Excerpts of bounding box data:

·····

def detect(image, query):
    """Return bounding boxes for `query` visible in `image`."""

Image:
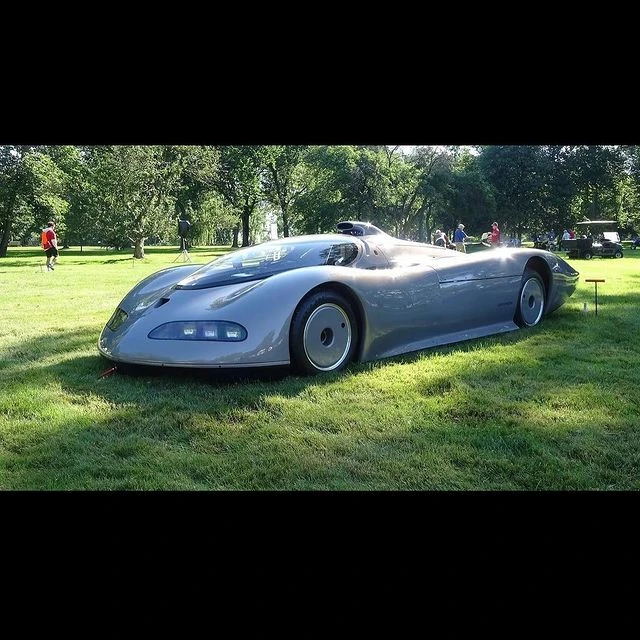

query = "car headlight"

[149,320,247,342]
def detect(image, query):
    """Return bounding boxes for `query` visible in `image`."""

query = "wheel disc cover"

[302,304,352,371]
[520,278,544,326]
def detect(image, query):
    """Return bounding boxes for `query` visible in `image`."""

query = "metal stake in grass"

[585,278,604,315]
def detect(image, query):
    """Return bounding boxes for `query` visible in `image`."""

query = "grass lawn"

[0,247,640,491]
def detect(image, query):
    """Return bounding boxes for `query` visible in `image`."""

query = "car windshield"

[176,238,358,289]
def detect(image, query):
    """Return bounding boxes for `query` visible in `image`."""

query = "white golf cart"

[562,220,624,260]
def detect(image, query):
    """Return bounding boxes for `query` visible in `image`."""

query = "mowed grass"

[0,247,640,491]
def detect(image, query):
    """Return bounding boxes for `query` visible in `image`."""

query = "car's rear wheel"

[289,291,358,375]
[515,269,546,327]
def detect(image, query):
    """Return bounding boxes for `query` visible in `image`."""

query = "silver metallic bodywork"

[98,229,578,370]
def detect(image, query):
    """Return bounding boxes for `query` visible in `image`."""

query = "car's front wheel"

[515,269,546,327]
[289,291,358,375]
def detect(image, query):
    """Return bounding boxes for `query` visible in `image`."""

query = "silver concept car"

[98,221,579,374]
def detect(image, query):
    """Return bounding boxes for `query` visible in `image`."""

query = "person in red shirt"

[42,222,58,271]
[489,222,500,247]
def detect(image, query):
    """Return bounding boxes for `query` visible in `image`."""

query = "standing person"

[489,222,500,247]
[42,221,58,271]
[453,223,469,253]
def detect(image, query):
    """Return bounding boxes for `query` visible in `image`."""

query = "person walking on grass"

[42,221,58,271]
[489,222,500,247]
[453,223,469,253]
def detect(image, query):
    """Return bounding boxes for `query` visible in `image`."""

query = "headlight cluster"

[149,321,247,342]
[107,309,129,331]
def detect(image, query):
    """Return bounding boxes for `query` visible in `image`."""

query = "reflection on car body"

[98,221,578,374]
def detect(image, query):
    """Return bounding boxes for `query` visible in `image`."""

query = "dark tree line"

[0,145,640,257]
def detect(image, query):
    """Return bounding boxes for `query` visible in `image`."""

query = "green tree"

[87,145,182,258]
[0,145,68,257]
[215,146,264,247]
[263,145,308,237]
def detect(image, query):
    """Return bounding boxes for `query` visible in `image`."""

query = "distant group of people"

[433,222,500,253]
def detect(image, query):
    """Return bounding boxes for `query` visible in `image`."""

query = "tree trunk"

[231,224,240,249]
[133,238,144,258]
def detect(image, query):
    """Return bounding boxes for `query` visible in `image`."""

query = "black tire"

[514,269,547,327]
[289,291,358,375]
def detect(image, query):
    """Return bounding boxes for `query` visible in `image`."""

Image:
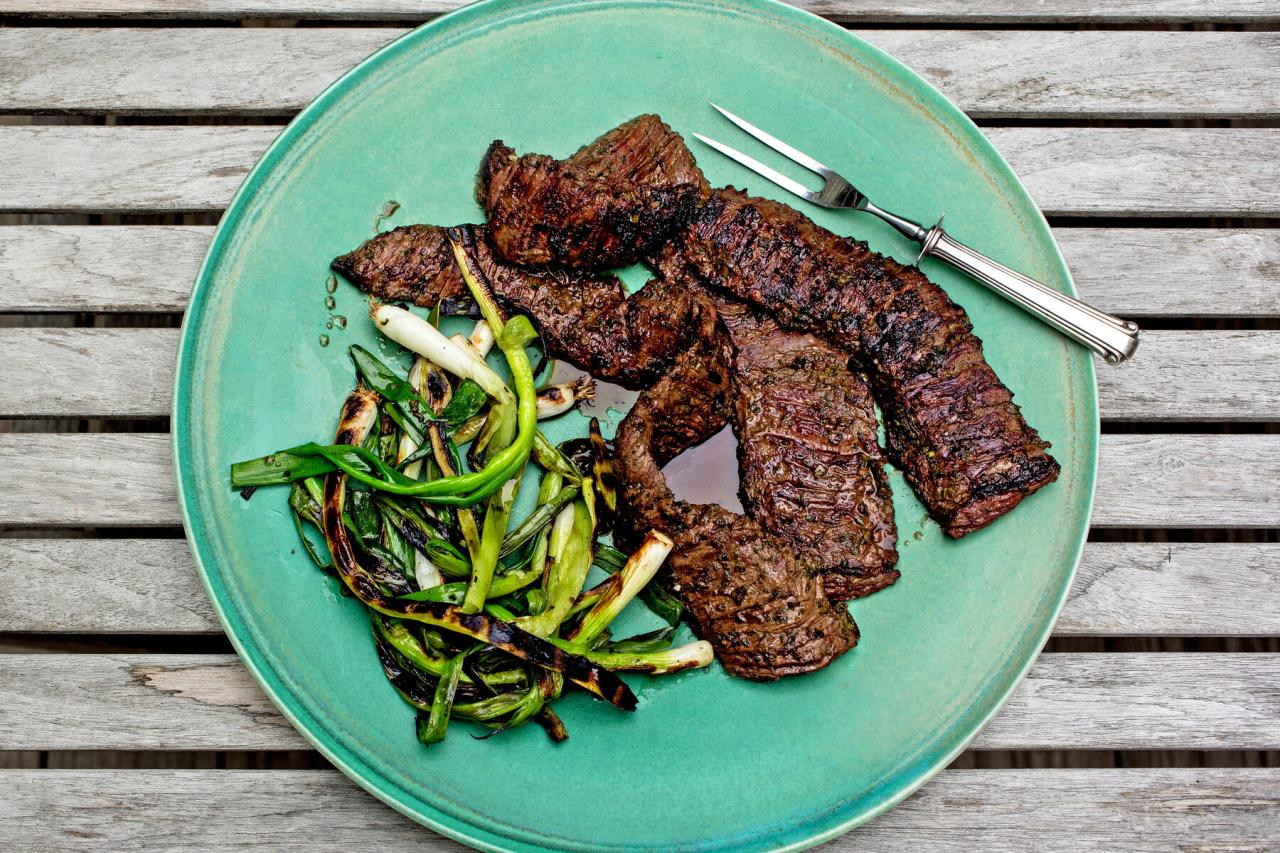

·····

* **Instructions for the task**:
Extract every line of the rows above that contains the word "silver".

* **Exercise answer**:
query = "silver metallic bodywork"
query = "silver concept car"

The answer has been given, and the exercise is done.